Aim of the task: Rewrite all the entries below, changing every "Outline each" to "Draw a box around each" and keeping everything else the same.

Dataset extracts labeled with boxes
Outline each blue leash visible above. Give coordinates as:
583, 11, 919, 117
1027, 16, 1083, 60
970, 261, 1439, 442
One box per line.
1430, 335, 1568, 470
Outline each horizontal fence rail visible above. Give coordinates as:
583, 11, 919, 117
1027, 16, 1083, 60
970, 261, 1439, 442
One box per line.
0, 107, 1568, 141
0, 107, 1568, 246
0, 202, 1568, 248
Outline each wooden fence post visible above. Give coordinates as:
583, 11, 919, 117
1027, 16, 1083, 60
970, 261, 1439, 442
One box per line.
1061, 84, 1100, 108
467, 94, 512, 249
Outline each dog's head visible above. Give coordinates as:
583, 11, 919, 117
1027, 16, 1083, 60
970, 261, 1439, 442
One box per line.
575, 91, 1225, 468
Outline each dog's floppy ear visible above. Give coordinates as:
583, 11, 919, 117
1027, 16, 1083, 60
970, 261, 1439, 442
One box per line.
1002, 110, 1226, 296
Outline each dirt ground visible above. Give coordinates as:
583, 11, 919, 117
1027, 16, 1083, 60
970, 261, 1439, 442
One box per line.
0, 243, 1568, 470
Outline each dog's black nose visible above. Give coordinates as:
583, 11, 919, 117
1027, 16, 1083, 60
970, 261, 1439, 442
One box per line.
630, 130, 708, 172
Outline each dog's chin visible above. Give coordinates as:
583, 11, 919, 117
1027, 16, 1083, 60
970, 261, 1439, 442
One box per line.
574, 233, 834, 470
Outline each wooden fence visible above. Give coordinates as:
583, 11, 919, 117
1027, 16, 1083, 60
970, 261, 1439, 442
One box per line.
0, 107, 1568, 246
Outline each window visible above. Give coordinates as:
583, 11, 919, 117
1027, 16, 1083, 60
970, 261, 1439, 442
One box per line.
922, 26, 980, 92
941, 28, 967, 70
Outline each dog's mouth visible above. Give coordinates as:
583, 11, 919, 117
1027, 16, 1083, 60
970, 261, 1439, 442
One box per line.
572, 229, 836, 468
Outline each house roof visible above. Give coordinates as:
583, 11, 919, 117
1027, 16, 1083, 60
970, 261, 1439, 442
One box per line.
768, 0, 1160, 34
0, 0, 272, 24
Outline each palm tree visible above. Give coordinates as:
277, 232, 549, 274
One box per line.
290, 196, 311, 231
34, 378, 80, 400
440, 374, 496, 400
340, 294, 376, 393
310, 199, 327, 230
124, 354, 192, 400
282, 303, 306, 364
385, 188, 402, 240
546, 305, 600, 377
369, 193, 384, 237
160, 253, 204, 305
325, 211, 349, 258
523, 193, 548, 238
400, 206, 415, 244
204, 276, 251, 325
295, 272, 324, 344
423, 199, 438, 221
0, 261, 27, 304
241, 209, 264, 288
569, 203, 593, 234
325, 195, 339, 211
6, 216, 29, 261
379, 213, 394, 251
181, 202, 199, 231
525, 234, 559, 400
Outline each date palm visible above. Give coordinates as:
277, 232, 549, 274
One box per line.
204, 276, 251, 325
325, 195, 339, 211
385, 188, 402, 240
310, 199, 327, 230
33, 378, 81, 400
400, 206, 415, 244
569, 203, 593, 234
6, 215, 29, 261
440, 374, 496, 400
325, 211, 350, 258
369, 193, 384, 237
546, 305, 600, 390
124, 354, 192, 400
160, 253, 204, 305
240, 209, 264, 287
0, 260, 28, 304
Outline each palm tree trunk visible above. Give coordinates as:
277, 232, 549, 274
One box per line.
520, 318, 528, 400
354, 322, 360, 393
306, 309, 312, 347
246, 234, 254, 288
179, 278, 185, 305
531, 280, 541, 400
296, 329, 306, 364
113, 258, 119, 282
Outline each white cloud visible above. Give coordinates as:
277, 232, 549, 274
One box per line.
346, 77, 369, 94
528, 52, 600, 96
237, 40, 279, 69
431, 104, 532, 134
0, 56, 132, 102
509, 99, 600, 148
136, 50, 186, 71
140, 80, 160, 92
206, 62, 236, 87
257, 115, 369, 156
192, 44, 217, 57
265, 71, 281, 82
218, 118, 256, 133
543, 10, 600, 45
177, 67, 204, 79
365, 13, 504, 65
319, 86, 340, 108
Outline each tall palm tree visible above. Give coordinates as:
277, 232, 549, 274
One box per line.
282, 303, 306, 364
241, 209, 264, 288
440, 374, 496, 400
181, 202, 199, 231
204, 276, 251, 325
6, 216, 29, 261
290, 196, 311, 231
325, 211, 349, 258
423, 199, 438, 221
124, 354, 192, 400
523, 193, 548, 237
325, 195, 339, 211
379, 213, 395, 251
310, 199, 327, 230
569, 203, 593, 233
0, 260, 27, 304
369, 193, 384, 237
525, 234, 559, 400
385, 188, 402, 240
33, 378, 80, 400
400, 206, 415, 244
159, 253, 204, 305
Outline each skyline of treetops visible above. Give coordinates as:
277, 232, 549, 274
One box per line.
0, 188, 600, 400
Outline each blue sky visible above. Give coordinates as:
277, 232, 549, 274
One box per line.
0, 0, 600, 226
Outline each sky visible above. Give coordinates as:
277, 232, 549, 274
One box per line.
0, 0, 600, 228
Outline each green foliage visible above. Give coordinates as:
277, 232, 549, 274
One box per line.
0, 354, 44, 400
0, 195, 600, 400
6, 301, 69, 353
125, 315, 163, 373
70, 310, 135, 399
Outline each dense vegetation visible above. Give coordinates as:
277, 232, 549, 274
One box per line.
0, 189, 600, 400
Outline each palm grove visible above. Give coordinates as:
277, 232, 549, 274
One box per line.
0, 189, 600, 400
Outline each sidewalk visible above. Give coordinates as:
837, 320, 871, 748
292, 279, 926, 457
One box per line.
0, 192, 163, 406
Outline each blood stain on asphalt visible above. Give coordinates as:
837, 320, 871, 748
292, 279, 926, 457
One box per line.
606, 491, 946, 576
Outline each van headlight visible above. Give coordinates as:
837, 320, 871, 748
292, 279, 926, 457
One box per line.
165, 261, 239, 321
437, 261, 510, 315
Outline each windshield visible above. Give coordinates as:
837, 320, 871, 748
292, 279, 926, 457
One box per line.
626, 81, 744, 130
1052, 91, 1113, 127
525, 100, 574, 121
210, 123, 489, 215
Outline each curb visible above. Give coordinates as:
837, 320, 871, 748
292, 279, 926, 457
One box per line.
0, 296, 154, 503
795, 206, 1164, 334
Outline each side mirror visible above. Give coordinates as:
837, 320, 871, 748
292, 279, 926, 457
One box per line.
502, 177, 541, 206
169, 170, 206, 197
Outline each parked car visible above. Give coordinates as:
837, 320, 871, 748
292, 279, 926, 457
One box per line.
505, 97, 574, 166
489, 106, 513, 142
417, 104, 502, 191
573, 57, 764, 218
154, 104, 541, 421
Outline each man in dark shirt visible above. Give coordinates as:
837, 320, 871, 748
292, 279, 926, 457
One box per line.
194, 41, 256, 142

Result below:
Draw a box around each blue leash visible above. Give coordinates as:
583, 11, 919, 117
1027, 16, 1083, 60
970, 261, 1439, 442
One box per line.
1430, 335, 1568, 470
Draw a box around each horizontal fence rail visible above. Give coordinates as:
583, 11, 919, 117
1027, 16, 1083, 60
970, 261, 1439, 442
One box per line.
0, 107, 1568, 141
0, 107, 1568, 246
0, 202, 1568, 248
Draw a box around each wooden fence post visible above. Give coordinates as:
583, 11, 919, 117
1027, 16, 1083, 60
970, 261, 1439, 442
One box per line.
1061, 84, 1100, 108
467, 94, 512, 249
Draw a box around each dog's head visible above. Give coordinates as:
583, 11, 919, 117
1027, 16, 1083, 60
970, 261, 1439, 442
One box per line.
575, 91, 1225, 468
Draw a box around each dog's floppy ear visible above. Give coordinates as:
583, 11, 919, 117
1027, 16, 1083, 60
970, 261, 1439, 442
One box per line.
1002, 110, 1226, 296
Draw a box around each dirt ground visible above. Give coordinates as:
583, 11, 919, 117
1027, 16, 1083, 60
970, 261, 1439, 442
One box per line.
0, 243, 1568, 470
Draw a box around each dog's black nose visible above. Give coordinates as:
583, 11, 919, 117
1027, 16, 1083, 60
970, 261, 1439, 442
One box per line.
630, 130, 708, 172
Draw a box around each dog's chin visible above. Give coordinates as:
583, 11, 919, 117
1027, 16, 1083, 60
970, 261, 1439, 442
One box per line.
574, 233, 834, 470
Draw a box around each wooden fence visible above. Give coordinates as:
583, 11, 919, 117
1027, 16, 1083, 60
970, 261, 1439, 442
One box per line.
0, 107, 1568, 246
Draw a box around each window visible above. Give coordinates as:
583, 11, 919, 117
1027, 16, 1083, 60
970, 261, 1439, 442
One box per line.
922, 26, 980, 92
941, 28, 967, 70
Draw a box around each dog's mouth visible above. Give coordinates as:
583, 11, 919, 117
1027, 16, 1083, 60
970, 261, 1439, 442
One box per line.
572, 229, 836, 468
Draw a box around each house roof visible above. Give coordinates as:
583, 11, 919, 117
1027, 16, 1083, 60
970, 261, 1439, 442
One box per line.
768, 0, 1160, 34
0, 0, 272, 24
Draw a box around each palm tree visible above. Give coordinates as:
277, 232, 549, 274
One box per line.
290, 196, 311, 231
34, 378, 80, 400
440, 374, 496, 400
340, 294, 376, 393
310, 199, 327, 230
124, 354, 192, 400
282, 303, 306, 364
385, 188, 402, 240
546, 305, 600, 377
369, 193, 384, 237
160, 253, 204, 305
325, 211, 349, 258
523, 193, 548, 238
400, 206, 415, 244
204, 276, 251, 325
295, 272, 324, 344
423, 199, 438, 221
0, 261, 27, 304
241, 209, 264, 288
569, 203, 593, 234
325, 195, 339, 211
6, 216, 29, 261
379, 213, 394, 251
181, 202, 199, 231
525, 234, 559, 400
Draw a box around each date palm visible above. Give coordinates as:
277, 232, 549, 274
One box per line.
204, 276, 251, 325
325, 195, 339, 211
385, 188, 402, 240
310, 199, 327, 230
33, 378, 81, 400
400, 206, 415, 244
569, 203, 593, 234
6, 215, 29, 261
440, 374, 496, 400
325, 211, 350, 258
369, 193, 384, 237
546, 305, 600, 390
124, 354, 192, 400
160, 253, 204, 305
240, 209, 264, 287
0, 260, 28, 304
Draw a box around each palm tree trunk visible above. Give coordinates as:
277, 232, 549, 274
One box per line.
520, 318, 528, 400
354, 322, 360, 393
306, 309, 312, 347
246, 234, 254, 288
179, 278, 185, 305
531, 280, 541, 400
296, 329, 306, 364
113, 258, 119, 282
Draw a box around each white cloud visible above. Give coordinates as:
277, 232, 549, 274
One box per line.
346, 77, 369, 94
528, 52, 600, 96
237, 40, 279, 69
431, 104, 532, 134
0, 56, 132, 102
509, 99, 600, 148
136, 50, 186, 71
140, 80, 160, 92
206, 62, 236, 87
257, 115, 369, 156
192, 44, 217, 57
265, 71, 281, 82
218, 118, 256, 133
543, 10, 600, 45
177, 67, 204, 79
365, 13, 504, 65
319, 86, 340, 108
Draw a box around each tall palm tree visible above. Give coordinates as:
277, 232, 549, 274
One box per line.
282, 303, 306, 364
241, 209, 264, 288
440, 374, 496, 400
181, 202, 199, 231
204, 276, 251, 325
6, 216, 29, 261
290, 196, 311, 231
325, 211, 349, 258
423, 199, 438, 221
124, 354, 192, 400
523, 193, 548, 237
325, 195, 339, 211
379, 213, 395, 251
310, 199, 327, 230
569, 203, 593, 233
0, 260, 27, 304
369, 193, 384, 237
525, 234, 559, 400
385, 188, 402, 240
33, 378, 80, 400
400, 206, 415, 244
159, 253, 204, 305
Draw a box around each skyline of treetops visible above. Give coordinates as:
277, 232, 549, 274
One box per line.
0, 188, 600, 400
Draw a box around each blue sky visible above. Give coordinates as:
277, 232, 549, 274
One box per line.
0, 0, 600, 226
Draw a box around each sky visible above. Give coordinates as:
277, 232, 549, 274
One box per line.
0, 0, 600, 228
Draw a box around each green foliage visible above. Give coordinates as:
277, 232, 549, 274
One box per line.
0, 354, 44, 400
0, 195, 600, 400
6, 301, 69, 353
125, 315, 163, 373
70, 310, 135, 399
Draw a box around each dense vegetation visible above. Give coordinates as:
277, 232, 549, 274
One box per line.
0, 189, 600, 400
Draw a box around each palm grove visible above. Give coordinates as:
277, 232, 549, 274
One box per line.
0, 189, 600, 400
Draw a box around each sidewalk visible above. Give coordinates as:
837, 320, 871, 748
292, 279, 926, 457
One box per line.
0, 192, 163, 406
Draw a box around each blood stain on asphalt visible above. Give coordinates as:
837, 320, 871, 748
292, 279, 926, 457
One box per line.
606, 491, 946, 576
Draw a box around each van headlight visible above. Give coordinates as:
837, 320, 871, 748
292, 279, 926, 457
One box per line.
165, 261, 239, 321
437, 261, 510, 315
Draw a box around each windshield visible above. Give coordinates as:
837, 320, 871, 748
292, 279, 926, 457
One box per line.
626, 81, 744, 130
1052, 91, 1113, 127
525, 100, 574, 121
210, 123, 489, 215
Draw a box around each curb visible above. Give coordinates as:
837, 320, 871, 748
292, 279, 926, 457
One box per line.
0, 296, 154, 503
795, 206, 1164, 334
Draw a box around each side mirror visible above. Give coordinates as:
837, 320, 871, 748
292, 279, 926, 457
One box per line.
502, 177, 541, 206
169, 170, 206, 197
Draw a box around each parked car visible above. Give coordinates as:
837, 320, 871, 748
292, 279, 926, 457
One box per line.
505, 97, 574, 166
489, 106, 513, 142
417, 104, 502, 191
573, 57, 764, 218
154, 104, 541, 421
Draw a box around each man in dark shirt visible above. Give coordinates as:
837, 320, 871, 748
292, 279, 926, 457
One box per line.
194, 41, 256, 142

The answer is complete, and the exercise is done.